▸ Written task a: Please find every line in the listing below that contains the string "trunk" and copy each one.

==== Quoted text ====

If we study the events that preceded the Simele massacre,
how the Iraqi government handled the Assyrian situation; how
government-backed press incited the population against the
Assyrians, targeted them as the enemy of Iraq; how the Iraqi
army attacked the armless Assyrians and allowed Arab and
Kurdish tribes to destroy Assyrian villages and seize
belongings, we could justifiably argue that Simele massacre
was in fact an act of genocide against the Assyrians.
The Kurdish Connection
One of the most devastating factors in the alarming
diminishment of Assyrian presence in northern Mesopotamia
has been the Kurds. History tells us that the regions of
northern Iraq, Tur Abdin (Turkey), Jazira (Syria) and Urmia
(Iran) were Assyrian in essence until the breakout of WWI.
I am not going to address the
ambiguity of Kurds in history here today, but their
presence in northern Mesopotamia should be analyzed. There
are three facts:
- The original Kurdish region is the mountainous area
that extends from Kermenshah in central Iran to eastern
Turkey; they are not indigenous to Mesopotamia.
- Later, feeling the threats of Persian Shiaaism, the
Ottoman Turks (Sunni Muslims) encouraged the Kurds
(mainly Sunni Muslims) to spread in northern Mesopotamia
and southern Armenia, armed them, and made them a buffer
zone between themselves and the Persians.
- The increase of the Kurdish population in northern
Iraq has been due to a continuous influx of Kurds from
Turkey and Iran, especially after the fall of the
Kurdish Mahabad Republic that was declared in
northwestern Persia in 1946. This is of course a driver
of the continuous exodus of Assyrians from their
historic villages to the larger cities like Baghdad,
Kirkuk, and Mosul due to the Kurdish attacks,
oppression, harassment, murder, rape, abduction, etc. Of
course, the Kurdish-Iraqi war that broke out in 1961
played a major role as well.
One should simply study the demographic picture of
indicative towns and villages in the regions in question
throughout the decades in order to have a better
understanding. Let me give you few examples:
- Sapna valley (between Amadiya and Dohuk),
northern Iraq, was almost predominantly Assyrian.
However, repeated, devastating raids by Kurds,
including those in 1712, 1830, and 1880 forced many
Assyrians to flee their villages, never to return.

==== Data shown ====

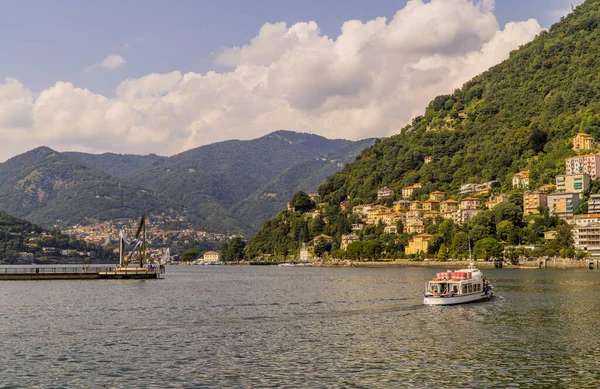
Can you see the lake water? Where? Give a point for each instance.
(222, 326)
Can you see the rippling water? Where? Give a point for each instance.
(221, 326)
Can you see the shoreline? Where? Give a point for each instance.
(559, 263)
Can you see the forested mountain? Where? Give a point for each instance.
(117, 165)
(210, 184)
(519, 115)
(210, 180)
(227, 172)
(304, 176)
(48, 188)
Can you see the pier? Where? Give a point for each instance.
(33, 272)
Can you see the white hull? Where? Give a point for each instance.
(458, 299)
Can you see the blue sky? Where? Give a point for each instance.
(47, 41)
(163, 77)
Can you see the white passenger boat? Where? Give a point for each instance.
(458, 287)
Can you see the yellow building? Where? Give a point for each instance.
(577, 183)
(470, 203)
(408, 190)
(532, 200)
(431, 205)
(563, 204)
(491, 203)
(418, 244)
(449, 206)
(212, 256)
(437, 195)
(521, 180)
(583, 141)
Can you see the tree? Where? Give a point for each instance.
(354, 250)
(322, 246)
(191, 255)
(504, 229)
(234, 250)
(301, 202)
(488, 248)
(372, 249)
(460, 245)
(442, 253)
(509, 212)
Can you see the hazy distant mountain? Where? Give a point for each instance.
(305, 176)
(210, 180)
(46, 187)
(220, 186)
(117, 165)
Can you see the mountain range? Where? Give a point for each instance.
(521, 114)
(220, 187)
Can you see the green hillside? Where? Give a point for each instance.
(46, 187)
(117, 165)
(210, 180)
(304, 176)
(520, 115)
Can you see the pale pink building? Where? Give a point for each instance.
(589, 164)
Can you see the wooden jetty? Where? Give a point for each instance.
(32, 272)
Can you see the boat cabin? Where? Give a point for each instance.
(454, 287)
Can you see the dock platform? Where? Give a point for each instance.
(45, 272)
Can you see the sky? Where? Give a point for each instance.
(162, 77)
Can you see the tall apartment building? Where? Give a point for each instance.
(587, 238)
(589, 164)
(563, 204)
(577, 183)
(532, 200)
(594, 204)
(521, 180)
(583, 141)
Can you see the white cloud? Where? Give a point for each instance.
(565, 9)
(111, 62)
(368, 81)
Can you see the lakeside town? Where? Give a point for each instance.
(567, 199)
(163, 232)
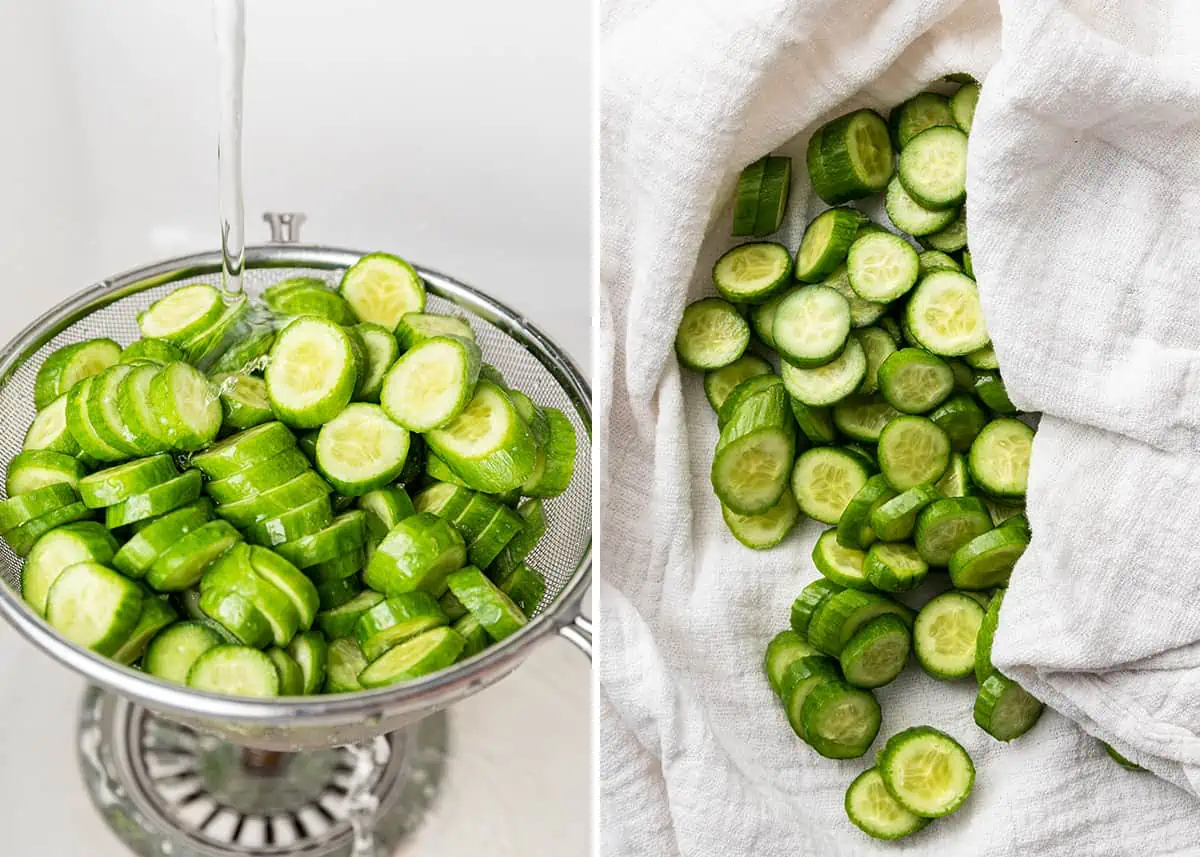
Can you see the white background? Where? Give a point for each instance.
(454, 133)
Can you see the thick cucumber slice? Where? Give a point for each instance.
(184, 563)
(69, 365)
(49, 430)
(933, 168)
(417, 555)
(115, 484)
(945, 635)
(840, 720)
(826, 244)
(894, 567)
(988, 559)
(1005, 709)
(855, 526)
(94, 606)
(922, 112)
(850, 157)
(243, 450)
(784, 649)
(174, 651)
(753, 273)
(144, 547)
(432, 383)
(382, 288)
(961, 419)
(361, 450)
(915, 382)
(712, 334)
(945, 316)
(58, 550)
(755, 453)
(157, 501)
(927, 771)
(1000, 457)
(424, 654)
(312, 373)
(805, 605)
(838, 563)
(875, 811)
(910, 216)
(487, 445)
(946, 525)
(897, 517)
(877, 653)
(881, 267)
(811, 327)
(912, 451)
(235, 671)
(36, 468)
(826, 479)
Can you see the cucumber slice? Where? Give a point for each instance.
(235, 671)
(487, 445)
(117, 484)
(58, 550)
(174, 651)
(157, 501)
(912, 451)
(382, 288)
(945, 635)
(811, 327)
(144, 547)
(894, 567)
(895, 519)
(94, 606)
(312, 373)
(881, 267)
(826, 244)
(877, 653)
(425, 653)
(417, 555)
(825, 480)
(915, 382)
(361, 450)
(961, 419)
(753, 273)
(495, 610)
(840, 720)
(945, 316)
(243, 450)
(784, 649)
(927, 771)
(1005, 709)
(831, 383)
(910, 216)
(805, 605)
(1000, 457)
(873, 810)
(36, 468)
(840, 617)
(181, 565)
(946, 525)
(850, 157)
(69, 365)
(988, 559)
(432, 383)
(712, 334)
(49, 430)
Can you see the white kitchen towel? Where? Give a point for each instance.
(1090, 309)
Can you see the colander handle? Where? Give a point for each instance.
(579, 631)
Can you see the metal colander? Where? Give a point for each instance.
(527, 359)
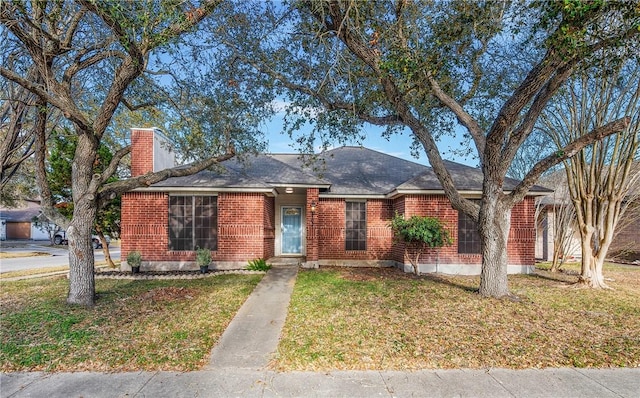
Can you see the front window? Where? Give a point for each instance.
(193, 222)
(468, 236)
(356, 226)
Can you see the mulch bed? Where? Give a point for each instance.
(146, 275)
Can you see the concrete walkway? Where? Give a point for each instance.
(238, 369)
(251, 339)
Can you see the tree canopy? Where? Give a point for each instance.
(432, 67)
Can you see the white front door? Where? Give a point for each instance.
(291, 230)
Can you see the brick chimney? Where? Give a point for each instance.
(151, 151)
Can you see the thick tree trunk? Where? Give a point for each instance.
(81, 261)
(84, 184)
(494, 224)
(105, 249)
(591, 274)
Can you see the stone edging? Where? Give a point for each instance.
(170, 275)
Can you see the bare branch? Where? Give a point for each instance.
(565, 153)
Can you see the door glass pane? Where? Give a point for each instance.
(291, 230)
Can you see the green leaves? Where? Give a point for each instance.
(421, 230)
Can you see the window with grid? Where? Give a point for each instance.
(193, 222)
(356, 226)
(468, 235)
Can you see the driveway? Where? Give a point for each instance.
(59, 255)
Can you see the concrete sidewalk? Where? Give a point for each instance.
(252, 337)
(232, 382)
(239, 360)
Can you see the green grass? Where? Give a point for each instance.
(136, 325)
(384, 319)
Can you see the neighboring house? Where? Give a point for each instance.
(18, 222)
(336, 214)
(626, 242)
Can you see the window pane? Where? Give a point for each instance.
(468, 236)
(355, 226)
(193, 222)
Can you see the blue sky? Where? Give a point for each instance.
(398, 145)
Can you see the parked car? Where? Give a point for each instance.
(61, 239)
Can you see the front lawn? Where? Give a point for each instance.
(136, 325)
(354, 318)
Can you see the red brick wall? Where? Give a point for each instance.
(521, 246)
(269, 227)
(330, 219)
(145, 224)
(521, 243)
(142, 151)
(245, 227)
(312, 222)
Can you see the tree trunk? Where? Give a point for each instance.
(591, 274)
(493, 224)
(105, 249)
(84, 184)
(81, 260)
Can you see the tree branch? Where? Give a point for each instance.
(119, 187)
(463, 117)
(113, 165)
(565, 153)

====

▸ Written task b: According to the passage on the Assyrians above, in which year was the Kurdish Mahabad Republic declared?

▸ Right answer a:
Can you see the thick tree trunk? Where? Give a point for each instance.
Can you see the tree trunk? Where? Give a point for each instance.

▸ Right answer b: 1946